"""

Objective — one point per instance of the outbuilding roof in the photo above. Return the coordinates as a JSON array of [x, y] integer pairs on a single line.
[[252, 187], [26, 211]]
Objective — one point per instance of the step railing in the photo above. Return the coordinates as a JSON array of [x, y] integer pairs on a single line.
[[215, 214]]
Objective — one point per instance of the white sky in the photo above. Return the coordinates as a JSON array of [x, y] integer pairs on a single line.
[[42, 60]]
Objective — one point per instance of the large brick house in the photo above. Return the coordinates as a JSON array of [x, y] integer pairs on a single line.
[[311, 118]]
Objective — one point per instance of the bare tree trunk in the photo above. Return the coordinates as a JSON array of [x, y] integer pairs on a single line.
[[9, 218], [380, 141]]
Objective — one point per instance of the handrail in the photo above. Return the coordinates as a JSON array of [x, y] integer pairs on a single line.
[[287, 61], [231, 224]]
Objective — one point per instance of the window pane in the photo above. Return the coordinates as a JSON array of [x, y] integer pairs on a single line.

"""

*Exercise:* Write out every line of the records above again, requests included, scaling each coordinate in the answers by 0.45 and rounding it to a whole number, with halves rounded up.

*Output of the task:*
Objective — one point per instance of the outbuilding roof in the photo above. Return the coordinates as a JSON array of [x, y] integer pairs on a single line.
[[113, 84], [12, 95]]
Objective — one point per instance of the step railing in the photo above. Return the coordinates as a JSON array of [x, y] integer pairs on a single line.
[[97, 96]]
Objective — one point per instance of the white sky in the photo above. Return the coordinates as a JSON array of [x, y] integer pairs on a single line.
[[19, 27]]
Objective — one point per instance of the large brick house in the photo above. Return the coordinates as a JSON array of [x, y] integer pairs on a single line.
[[140, 53]]
Objective — one point per instance of the bare tree trunk in the photo above. Return the coordinates as a JSON array of [x, y] integer pairs on a single line.
[[4, 98], [171, 63]]
Objective — one point per instance of the handrail in the photo above. Return the coordinates as a JSON array of [x, y] integer pairs on a single line.
[[129, 27], [104, 101]]
Objective — one point per instance of the window pane in the photo above. Return the coordinates as a JSON array of [x, y] integer pairs on a single line.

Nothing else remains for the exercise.